» **What this task involves**: Return every line of the material below that contains the word "portrait".

» **Records for this exercise**:
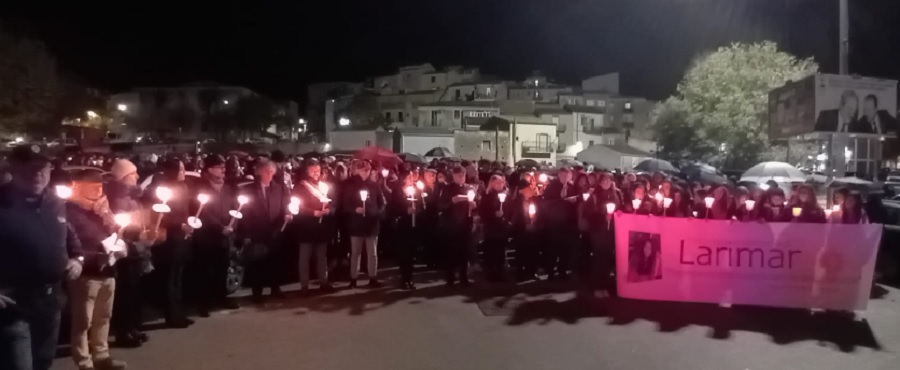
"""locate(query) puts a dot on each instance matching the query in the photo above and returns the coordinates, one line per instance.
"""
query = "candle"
(363, 195)
(293, 208)
(610, 208)
(236, 214)
(750, 204)
(64, 192)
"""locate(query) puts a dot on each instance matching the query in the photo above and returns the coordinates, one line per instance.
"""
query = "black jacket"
(36, 240)
(362, 225)
(91, 231)
(263, 215)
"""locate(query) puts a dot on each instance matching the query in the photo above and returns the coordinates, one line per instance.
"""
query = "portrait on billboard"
(854, 105)
(644, 257)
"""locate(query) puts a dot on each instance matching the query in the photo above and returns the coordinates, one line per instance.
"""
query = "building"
(457, 115)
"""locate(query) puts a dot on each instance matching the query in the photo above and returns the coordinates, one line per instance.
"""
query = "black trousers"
(527, 246)
(456, 256)
(210, 269)
(494, 256)
(558, 251)
(128, 295)
(171, 258)
(29, 330)
(407, 241)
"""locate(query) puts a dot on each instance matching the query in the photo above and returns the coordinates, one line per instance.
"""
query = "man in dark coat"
(212, 241)
(363, 219)
(456, 220)
(260, 229)
(38, 249)
(559, 212)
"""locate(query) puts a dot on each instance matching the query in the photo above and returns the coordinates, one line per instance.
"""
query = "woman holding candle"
(601, 232)
(211, 200)
(315, 224)
(364, 204)
(124, 195)
(263, 216)
(91, 295)
(809, 209)
(457, 207)
(172, 255)
(494, 216)
(405, 209)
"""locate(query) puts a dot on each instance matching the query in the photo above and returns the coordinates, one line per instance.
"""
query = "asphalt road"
(537, 326)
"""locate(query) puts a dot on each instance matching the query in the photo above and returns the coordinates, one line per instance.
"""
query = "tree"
(28, 84)
(724, 97)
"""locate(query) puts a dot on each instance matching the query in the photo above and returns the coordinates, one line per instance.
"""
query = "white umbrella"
(778, 171)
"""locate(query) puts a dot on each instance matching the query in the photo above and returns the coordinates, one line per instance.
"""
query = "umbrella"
(655, 165)
(778, 171)
(528, 163)
(413, 158)
(703, 173)
(380, 155)
(439, 152)
(850, 182)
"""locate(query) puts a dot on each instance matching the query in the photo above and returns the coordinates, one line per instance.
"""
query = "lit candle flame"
(164, 193)
(63, 191)
(122, 219)
(750, 204)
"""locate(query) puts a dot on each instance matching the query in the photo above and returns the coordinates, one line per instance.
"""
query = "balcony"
(538, 149)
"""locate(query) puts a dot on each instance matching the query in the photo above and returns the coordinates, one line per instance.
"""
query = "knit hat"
(121, 168)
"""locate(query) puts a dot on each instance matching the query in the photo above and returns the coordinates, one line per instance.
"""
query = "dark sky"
(276, 47)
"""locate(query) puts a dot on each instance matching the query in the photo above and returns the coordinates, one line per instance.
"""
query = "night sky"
(277, 47)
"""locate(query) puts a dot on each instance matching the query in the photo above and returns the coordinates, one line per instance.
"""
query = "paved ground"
(547, 327)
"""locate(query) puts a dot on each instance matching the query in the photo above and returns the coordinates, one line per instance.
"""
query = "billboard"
(834, 104)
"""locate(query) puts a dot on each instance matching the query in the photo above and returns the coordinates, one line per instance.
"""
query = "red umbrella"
(380, 155)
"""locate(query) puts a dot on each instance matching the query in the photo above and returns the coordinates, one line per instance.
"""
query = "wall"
(422, 144)
(469, 145)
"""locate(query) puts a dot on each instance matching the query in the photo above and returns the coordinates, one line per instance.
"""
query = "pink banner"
(826, 266)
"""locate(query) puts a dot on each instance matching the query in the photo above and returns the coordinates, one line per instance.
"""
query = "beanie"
(121, 168)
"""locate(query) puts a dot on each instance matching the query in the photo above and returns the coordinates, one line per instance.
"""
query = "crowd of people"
(63, 231)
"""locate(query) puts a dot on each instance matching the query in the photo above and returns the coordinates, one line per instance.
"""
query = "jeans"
(356, 246)
(92, 304)
(29, 330)
(306, 252)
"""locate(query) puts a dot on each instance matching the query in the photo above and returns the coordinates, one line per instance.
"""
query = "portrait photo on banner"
(644, 257)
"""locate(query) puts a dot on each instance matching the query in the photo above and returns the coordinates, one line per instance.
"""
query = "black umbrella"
(655, 165)
(703, 173)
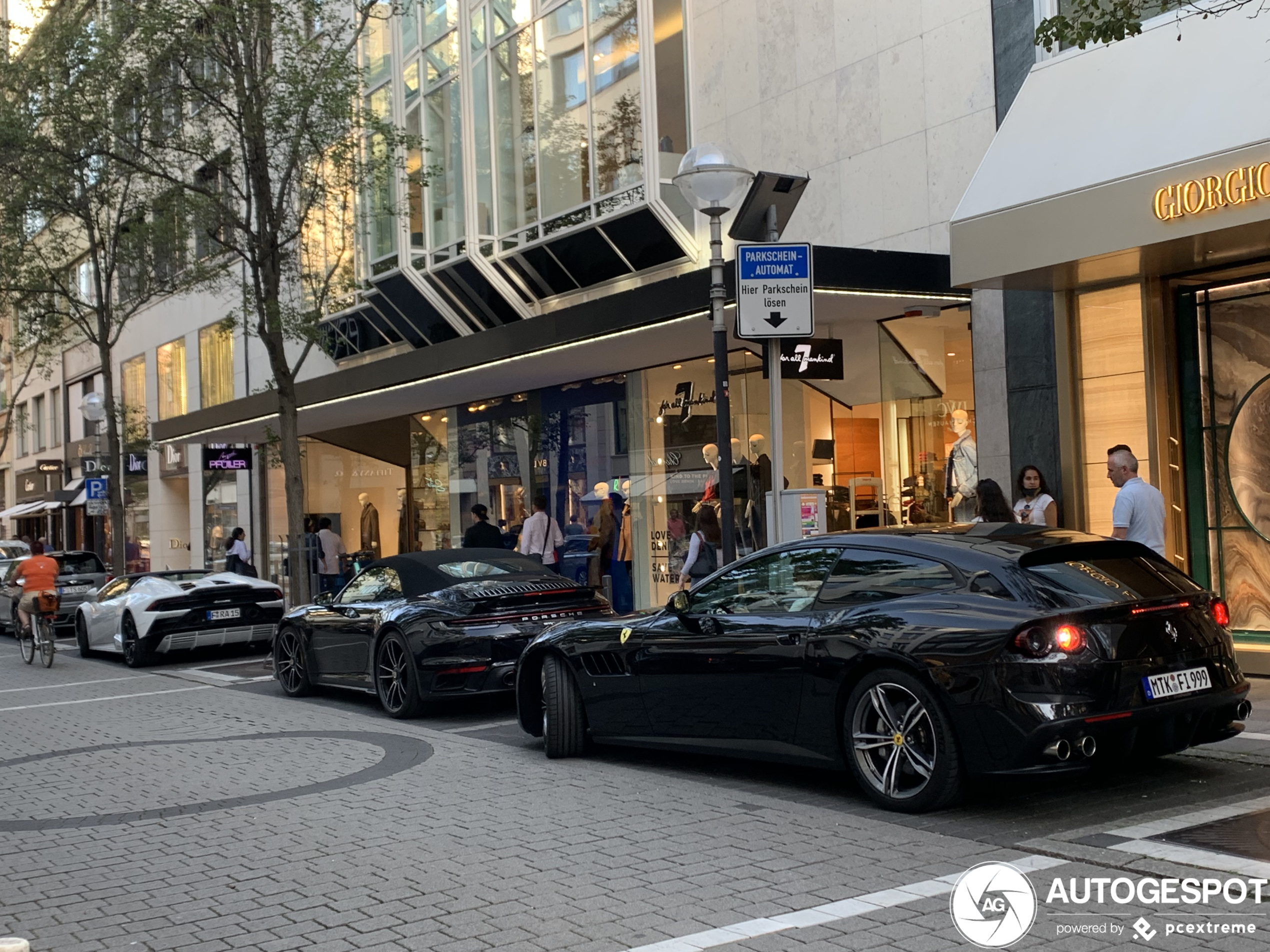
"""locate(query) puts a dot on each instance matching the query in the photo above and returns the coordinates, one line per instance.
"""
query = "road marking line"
(1194, 819)
(831, 912)
(480, 727)
(114, 697)
(1192, 856)
(76, 683)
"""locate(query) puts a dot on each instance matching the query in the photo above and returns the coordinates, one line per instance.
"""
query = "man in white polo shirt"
(1138, 513)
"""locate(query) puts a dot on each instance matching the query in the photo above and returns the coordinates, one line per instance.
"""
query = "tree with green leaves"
(86, 241)
(1082, 22)
(274, 145)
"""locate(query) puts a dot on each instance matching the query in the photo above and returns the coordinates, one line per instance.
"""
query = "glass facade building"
(550, 133)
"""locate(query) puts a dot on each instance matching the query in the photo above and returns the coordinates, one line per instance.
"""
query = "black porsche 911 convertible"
(911, 658)
(427, 626)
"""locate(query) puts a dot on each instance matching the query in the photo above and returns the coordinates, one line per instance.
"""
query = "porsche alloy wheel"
(135, 654)
(396, 680)
(564, 720)
(901, 746)
(288, 664)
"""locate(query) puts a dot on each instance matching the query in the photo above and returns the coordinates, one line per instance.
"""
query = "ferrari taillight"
(1221, 614)
(1042, 641)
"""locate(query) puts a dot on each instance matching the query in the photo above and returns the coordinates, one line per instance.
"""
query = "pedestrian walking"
(480, 534)
(542, 536)
(330, 568)
(1138, 512)
(238, 556)
(990, 503)
(1036, 506)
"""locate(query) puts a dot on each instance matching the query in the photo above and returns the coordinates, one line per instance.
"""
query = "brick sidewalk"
(478, 847)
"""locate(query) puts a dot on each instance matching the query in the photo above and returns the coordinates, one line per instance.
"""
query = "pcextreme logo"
(994, 906)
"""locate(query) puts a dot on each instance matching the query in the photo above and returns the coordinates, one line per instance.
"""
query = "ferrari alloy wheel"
(900, 743)
(135, 654)
(564, 720)
(396, 680)
(82, 636)
(288, 664)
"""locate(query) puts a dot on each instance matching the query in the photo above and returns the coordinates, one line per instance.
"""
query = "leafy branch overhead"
(1082, 22)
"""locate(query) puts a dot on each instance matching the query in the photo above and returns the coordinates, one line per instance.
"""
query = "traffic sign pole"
(775, 412)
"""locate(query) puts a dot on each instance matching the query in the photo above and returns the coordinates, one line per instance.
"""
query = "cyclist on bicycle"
(37, 575)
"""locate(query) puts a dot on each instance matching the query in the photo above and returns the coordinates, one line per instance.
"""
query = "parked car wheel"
(901, 747)
(396, 680)
(82, 638)
(564, 720)
(288, 664)
(135, 654)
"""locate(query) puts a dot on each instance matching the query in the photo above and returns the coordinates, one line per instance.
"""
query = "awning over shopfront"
(22, 509)
(1146, 156)
(619, 333)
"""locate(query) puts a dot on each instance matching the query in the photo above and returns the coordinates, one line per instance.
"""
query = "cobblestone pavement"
(144, 813)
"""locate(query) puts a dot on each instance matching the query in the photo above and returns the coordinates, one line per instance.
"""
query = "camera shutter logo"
(994, 906)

» **Full solution**:
query = "portrait on billboard"
query = "portrait photo on banner"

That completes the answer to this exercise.